Goal:
Copy out the items below with each "Logged" changed to "Recorded" and nothing else altered. Leave the pictures out.

Material for the task:
▽

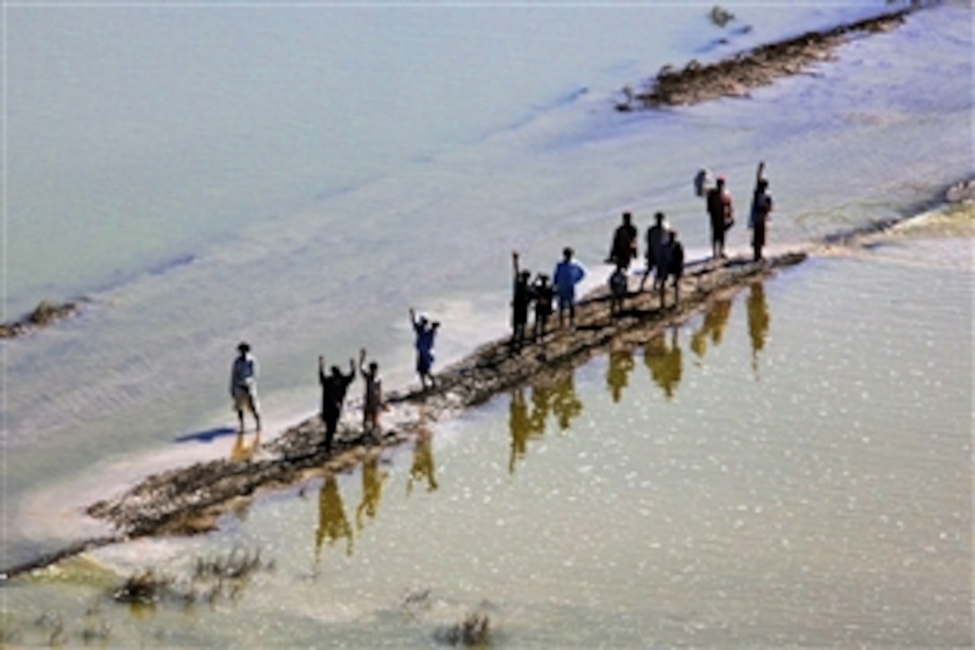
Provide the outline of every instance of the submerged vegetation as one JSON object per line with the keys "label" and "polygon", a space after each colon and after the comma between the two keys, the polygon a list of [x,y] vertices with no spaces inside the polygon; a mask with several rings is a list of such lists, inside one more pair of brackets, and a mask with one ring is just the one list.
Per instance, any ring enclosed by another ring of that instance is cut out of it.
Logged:
{"label": "submerged vegetation", "polygon": [[438,630],[434,638],[445,645],[471,647],[490,645],[490,619],[487,614],[471,612],[462,621]]}
{"label": "submerged vegetation", "polygon": [[274,566],[273,560],[261,560],[259,548],[250,551],[235,547],[223,556],[198,557],[185,579],[157,574],[152,569],[134,574],[112,590],[111,597],[136,606],[154,606],[161,601],[212,604],[221,598],[236,598],[252,574],[271,571]]}

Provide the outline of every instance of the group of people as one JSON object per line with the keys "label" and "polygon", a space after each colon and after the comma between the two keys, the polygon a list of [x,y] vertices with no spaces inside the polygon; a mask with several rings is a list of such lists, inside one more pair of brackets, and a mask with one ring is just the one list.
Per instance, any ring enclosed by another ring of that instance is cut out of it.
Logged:
{"label": "group of people", "polygon": [[[417,315],[410,308],[410,322],[415,334],[414,347],[416,349],[416,373],[420,378],[423,389],[433,387],[434,342],[440,323],[431,321],[425,315]],[[375,361],[366,363],[367,351],[359,351],[358,371],[365,383],[363,395],[363,430],[369,434],[379,431],[379,414],[382,411],[382,381],[379,379],[379,364]],[[318,381],[322,387],[322,405],[319,411],[325,426],[325,436],[320,444],[320,450],[326,454],[332,453],[338,421],[342,416],[345,395],[349,386],[356,379],[357,365],[355,359],[349,359],[349,371],[343,373],[337,365],[332,366],[326,372],[325,356],[318,357]],[[257,404],[257,360],[251,352],[251,345],[242,342],[237,345],[237,356],[230,369],[230,395],[234,410],[237,411],[239,431],[244,431],[245,413],[251,413],[254,419],[254,427],[259,432],[260,409]]]}
{"label": "group of people", "polygon": [[[760,162],[755,175],[755,189],[752,191],[752,206],[749,211],[748,225],[752,229],[752,257],[755,262],[762,259],[762,249],[772,212],[772,197],[768,193],[768,179],[764,178],[765,163]],[[731,194],[725,187],[724,177],[719,176],[714,186],[710,186],[711,173],[702,169],[694,178],[694,187],[698,196],[705,198],[711,224],[711,251],[714,259],[724,259],[725,234],[734,225],[734,209]]]}
{"label": "group of people", "polygon": [[[766,229],[772,211],[772,199],[768,194],[768,181],[762,176],[764,163],[760,163],[756,173],[755,189],[752,194],[752,208],[749,225],[752,228],[752,250],[756,262],[762,259]],[[711,186],[711,173],[702,169],[694,178],[694,187],[698,196],[705,198],[711,225],[712,255],[715,260],[724,259],[724,240],[728,229],[734,224],[731,195],[725,187],[723,177],[718,177]],[[613,264],[609,276],[610,314],[622,311],[623,302],[629,293],[627,273],[630,264],[638,256],[639,231],[633,223],[633,215],[624,212],[622,223],[613,232],[612,243],[606,263]],[[666,222],[662,212],[657,212],[653,223],[646,229],[645,245],[646,268],[640,282],[639,291],[650,274],[653,274],[653,289],[660,292],[660,305],[665,304],[665,288],[668,281],[674,287],[675,305],[681,302],[681,277],[683,274],[684,253],[678,233]],[[531,272],[523,268],[517,251],[511,255],[513,272],[512,337],[509,344],[511,354],[521,352],[526,336],[528,315],[534,307],[533,338],[540,340],[548,332],[548,322],[555,313],[559,314],[559,327],[568,320],[575,323],[576,286],[586,277],[585,267],[574,258],[571,248],[563,250],[562,260],[556,264],[551,277],[537,273],[532,279]],[[410,321],[415,335],[416,373],[422,389],[435,386],[432,373],[434,341],[440,323],[431,321],[425,315],[417,314],[410,308]],[[238,355],[234,359],[230,375],[230,394],[240,424],[244,430],[244,414],[254,415],[257,430],[260,430],[260,413],[257,407],[256,376],[257,362],[251,354],[251,346],[241,343]],[[382,406],[382,385],[379,380],[379,366],[375,361],[366,364],[366,349],[360,350],[358,371],[366,385],[363,399],[363,428],[374,433],[379,428],[379,412]],[[332,445],[341,418],[342,405],[349,386],[356,377],[355,359],[349,359],[349,372],[343,373],[338,366],[332,366],[327,373],[325,357],[318,358],[319,384],[322,386],[321,417],[325,425],[324,451],[332,451]]]}
{"label": "group of people", "polygon": [[[755,189],[749,227],[752,229],[752,250],[756,262],[762,259],[766,229],[772,211],[772,198],[768,193],[768,181],[762,176],[764,163],[759,164],[756,173]],[[724,177],[719,176],[712,184],[711,173],[702,169],[694,178],[694,188],[698,196],[705,199],[711,225],[711,249],[714,260],[726,259],[724,253],[725,234],[734,225],[734,209]],[[652,289],[660,294],[660,305],[666,303],[668,283],[674,287],[675,305],[681,302],[681,278],[683,275],[683,244],[677,230],[672,228],[662,212],[653,216],[653,223],[646,229],[645,260],[646,268],[640,282],[643,292],[650,275],[653,275]],[[627,275],[630,265],[638,257],[640,233],[633,223],[633,215],[624,212],[622,223],[613,231],[606,264],[613,265],[608,278],[609,312],[617,315],[623,310],[624,301],[629,294]],[[558,300],[559,325],[564,324],[564,314],[568,314],[569,325],[575,319],[575,286],[586,276],[586,270],[573,259],[571,248],[563,251],[563,260],[555,268],[552,280],[544,273],[538,273],[532,280],[531,273],[522,268],[518,253],[512,254],[514,287],[511,300],[512,335],[509,348],[512,354],[521,351],[525,345],[528,326],[528,314],[534,305],[533,337],[539,340],[548,330],[548,321],[553,313],[553,301]]]}
{"label": "group of people", "polygon": [[511,299],[512,336],[509,347],[518,353],[525,345],[528,312],[534,305],[534,338],[540,339],[548,332],[549,317],[555,312],[553,304],[559,309],[559,327],[563,327],[567,316],[569,325],[575,323],[575,287],[586,277],[586,269],[575,261],[575,253],[566,247],[562,261],[556,264],[551,280],[545,273],[537,273],[534,280],[531,271],[522,268],[518,251],[511,254],[513,271],[513,291]]}

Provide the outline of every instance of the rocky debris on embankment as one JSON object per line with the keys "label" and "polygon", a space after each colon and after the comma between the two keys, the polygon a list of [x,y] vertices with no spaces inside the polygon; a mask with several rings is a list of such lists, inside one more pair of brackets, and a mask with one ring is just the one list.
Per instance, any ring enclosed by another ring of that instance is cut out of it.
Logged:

△

Answer to this problem:
Provide the outline of every instance of the submerged vegetation as one JSON object per line with the keys "label" and "polygon", a space after each colon and after the comma between the two keys, the polygon a list of [x,y] vertices with no spaces inside the polygon; a mask with several rings is a list of such lists, inside one more pair of brackets, and a mask with one ring is just the one list.
Per instance, any ring enclosed by another ring of that instance is cut out of it.
Recorded:
{"label": "submerged vegetation", "polygon": [[438,630],[434,638],[445,645],[471,647],[490,645],[490,619],[487,614],[471,612],[462,621]]}
{"label": "submerged vegetation", "polygon": [[274,566],[273,560],[261,560],[259,548],[250,551],[235,547],[223,556],[198,557],[185,579],[157,574],[152,569],[134,574],[112,590],[111,597],[136,606],[154,606],[161,601],[212,604],[221,598],[236,598],[252,574],[271,571]]}

Provide the outline of every instance of the group of people as one JSON object per line with the keys "label" and "polygon", a space after each colon and after the comma between the two keys, the polygon a list of [x,y] vertices with no spaces inside the polygon; a mask with several rings is a list of such lists, inside one more pair of brackets, and a mask with one ring is just the one list.
Per instance, any ring enclosed by another ring of that instance is cut out of it.
Recorded:
{"label": "group of people", "polygon": [[[417,315],[410,308],[410,322],[415,334],[414,347],[416,349],[416,373],[420,378],[423,389],[433,387],[434,342],[440,323],[431,321],[425,315]],[[375,361],[366,363],[367,351],[359,351],[358,371],[365,383],[363,395],[363,430],[369,434],[379,431],[379,414],[382,411],[382,381],[379,379],[379,364]],[[318,381],[322,387],[322,405],[319,411],[325,426],[325,436],[320,444],[320,450],[326,454],[332,453],[338,421],[342,416],[345,395],[349,386],[356,379],[357,365],[355,359],[349,359],[349,371],[343,373],[337,365],[332,366],[326,372],[325,356],[318,357]],[[257,404],[257,360],[251,352],[251,345],[242,342],[237,345],[237,356],[230,369],[230,395],[234,410],[237,411],[239,431],[244,431],[245,413],[251,413],[254,419],[254,427],[259,432],[260,409]]]}
{"label": "group of people", "polygon": [[[760,162],[755,175],[755,189],[752,191],[752,206],[749,211],[748,225],[752,229],[752,257],[755,262],[762,259],[762,249],[772,212],[772,197],[768,193],[768,179],[764,178],[765,163]],[[731,194],[725,187],[724,177],[719,176],[714,186],[710,186],[711,173],[702,169],[694,178],[694,187],[698,196],[705,198],[711,224],[711,251],[714,259],[724,259],[725,234],[734,225],[734,209]]]}
{"label": "group of people", "polygon": [[[766,229],[772,211],[772,199],[768,194],[768,181],[762,176],[764,163],[760,163],[756,173],[755,189],[752,194],[752,208],[749,225],[752,228],[752,250],[756,262],[762,259]],[[711,186],[711,173],[702,169],[694,178],[694,187],[698,196],[705,198],[711,225],[712,255],[715,260],[724,259],[724,240],[728,229],[734,224],[731,195],[725,187],[723,177],[718,177]],[[613,264],[609,276],[610,314],[622,311],[623,302],[629,293],[627,273],[630,264],[638,256],[639,231],[633,223],[633,215],[624,212],[622,223],[613,232],[612,243],[606,263]],[[666,222],[662,212],[657,212],[653,223],[646,229],[645,245],[646,268],[640,282],[639,291],[650,274],[653,274],[653,289],[660,292],[660,305],[665,304],[665,288],[668,281],[674,287],[675,305],[681,302],[681,277],[683,274],[684,253],[678,233]],[[531,272],[523,268],[517,251],[511,255],[513,272],[512,337],[509,344],[511,354],[521,352],[526,336],[528,315],[534,307],[533,338],[540,340],[548,332],[548,322],[555,313],[559,314],[559,327],[568,320],[575,323],[576,286],[586,277],[585,267],[574,258],[571,248],[563,250],[562,260],[556,264],[551,277],[537,273],[532,279]],[[410,321],[415,335],[416,373],[422,389],[435,386],[432,373],[434,341],[440,323],[431,321],[425,315],[417,314],[410,308]],[[238,355],[234,359],[230,375],[230,394],[240,424],[244,430],[244,414],[254,415],[257,430],[260,430],[260,413],[257,407],[256,376],[257,362],[251,354],[251,346],[241,343]],[[382,406],[382,385],[379,380],[379,366],[375,361],[366,364],[366,349],[360,350],[358,371],[366,385],[363,399],[363,428],[374,433],[379,428],[379,412]],[[332,445],[341,418],[342,405],[349,386],[356,377],[355,359],[349,359],[349,372],[343,373],[338,366],[332,366],[327,373],[325,357],[318,358],[319,384],[322,386],[321,417],[325,425],[324,451],[332,451]]]}
{"label": "group of people", "polygon": [[[755,189],[749,227],[752,229],[752,250],[756,262],[762,259],[766,229],[772,211],[772,198],[768,193],[768,181],[762,176],[764,163],[759,164],[756,173]],[[724,177],[719,176],[712,184],[711,173],[702,169],[694,178],[694,188],[698,196],[705,199],[711,225],[711,249],[714,260],[726,259],[724,253],[725,234],[734,225],[734,209]],[[652,289],[660,294],[660,305],[666,303],[668,283],[674,287],[675,305],[681,302],[681,278],[683,275],[683,244],[677,230],[672,228],[662,212],[653,216],[653,223],[646,229],[645,260],[646,268],[640,282],[643,292],[650,275],[653,275]],[[627,275],[630,265],[638,257],[640,233],[633,223],[633,215],[624,212],[622,223],[613,231],[606,264],[613,265],[608,278],[609,312],[617,315],[623,310],[624,301],[629,294]],[[558,300],[559,325],[564,324],[564,314],[568,314],[569,325],[575,319],[575,286],[586,276],[586,270],[573,259],[571,248],[563,251],[563,260],[555,268],[552,280],[544,273],[538,273],[532,280],[531,273],[522,268],[518,253],[512,254],[514,287],[511,300],[512,335],[509,348],[512,354],[521,351],[525,345],[528,326],[528,314],[534,305],[533,337],[539,340],[548,330],[548,321],[553,313],[553,301]]]}
{"label": "group of people", "polygon": [[511,299],[512,336],[509,347],[518,353],[525,345],[528,312],[534,305],[534,338],[540,339],[548,332],[549,317],[555,312],[553,304],[559,309],[559,327],[563,327],[567,316],[569,325],[575,323],[575,287],[586,277],[586,269],[575,261],[575,253],[566,247],[562,261],[556,264],[551,280],[545,273],[537,273],[534,280],[531,271],[522,268],[518,251],[511,254],[513,271],[513,291]]}

Provide the outline of every instance of the rocky debris on embankment as one JSON object per line with the keys "label" and "polygon", a space after each colon and after the comma between the two keys, the polygon a list of [x,y] vertices with no spaces inside the polygon; a mask with several rings is a list of such lists, inside one more pair of brackets, and a mask with one ring is just the one list.
Per instance, any ring enclosed by another ring of that instance is cut out of it.
Recorded:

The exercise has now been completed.